**Source extract**
Pablo Neruda photo

Pablo Neruda

Pablo Neruda was the pen name and, later, legal name of the Chilean writer and politician Neftalí Ricardo Reyes Basoalto. Neruda assumed his pen name as a teenager, partly because it was in vogue, partly to hide his poetry from his father, a rigid man who wanted his son to have a "practical" occupation. Neruda's pen name was derived from Czech writer and poet Jan Neruda; Pablo is thought to be from Paul Verlaine. With his works translated into many languages, Pablo Neruda is considered one of the greatest and most influential poets of the 20th century.

Neruda was accomplished in a variety of styles, ranging from erotically charged love poems like his collection Twenty Poems of Love and a Song of Despair, surrealist poems, historical epics, and overtly political manifestos. In 1971 Neruda won the Nobel Prize for Literature, a controversial award because of his political activism. Colombian novelist Gabriel García Márquez once called him "the greatest poet of the 20th century in any language."

**Given information**
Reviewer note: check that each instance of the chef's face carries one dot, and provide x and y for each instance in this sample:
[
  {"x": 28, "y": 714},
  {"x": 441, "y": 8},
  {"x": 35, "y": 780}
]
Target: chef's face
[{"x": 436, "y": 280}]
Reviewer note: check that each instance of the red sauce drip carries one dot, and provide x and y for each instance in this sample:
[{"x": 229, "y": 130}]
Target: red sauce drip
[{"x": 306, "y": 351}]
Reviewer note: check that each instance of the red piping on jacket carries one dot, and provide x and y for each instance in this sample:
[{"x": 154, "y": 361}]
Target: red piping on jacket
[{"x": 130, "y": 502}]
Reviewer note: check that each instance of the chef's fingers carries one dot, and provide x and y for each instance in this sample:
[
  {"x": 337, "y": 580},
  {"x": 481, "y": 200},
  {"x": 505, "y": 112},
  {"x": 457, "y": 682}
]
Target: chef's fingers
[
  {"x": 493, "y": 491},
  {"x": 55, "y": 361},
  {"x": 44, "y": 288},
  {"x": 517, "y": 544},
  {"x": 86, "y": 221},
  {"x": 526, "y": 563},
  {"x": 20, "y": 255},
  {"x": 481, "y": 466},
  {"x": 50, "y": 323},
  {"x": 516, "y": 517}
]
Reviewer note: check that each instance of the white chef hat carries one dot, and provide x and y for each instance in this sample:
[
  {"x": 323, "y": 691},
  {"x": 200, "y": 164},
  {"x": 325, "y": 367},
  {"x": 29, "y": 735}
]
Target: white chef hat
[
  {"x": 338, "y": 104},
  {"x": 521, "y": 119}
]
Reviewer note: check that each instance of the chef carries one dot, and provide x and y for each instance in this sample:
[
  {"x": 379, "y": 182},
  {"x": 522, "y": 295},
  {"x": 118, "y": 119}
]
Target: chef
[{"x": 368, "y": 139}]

**Problem description**
Reproduce the passage of the Neruda profile that begins at the words "Pablo Neruda was" and stops after "the 20th century.". The entries stand apart from the Neruda profile.

**Exercise response**
Pablo Neruda was the pen name and, later, legal name of the Chilean writer and politician Neftalí Ricardo Reyes Basoalto. Neruda assumed his pen name as a teenager, partly because it was in vogue, partly to hide his poetry from his father, a rigid man who wanted his son to have a "practical" occupation. Neruda's pen name was derived from Czech writer and poet Jan Neruda; Pablo is thought to be from Paul Verlaine. With his works translated into many languages, Pablo Neruda is considered one of the greatest and most influential poets of the 20th century.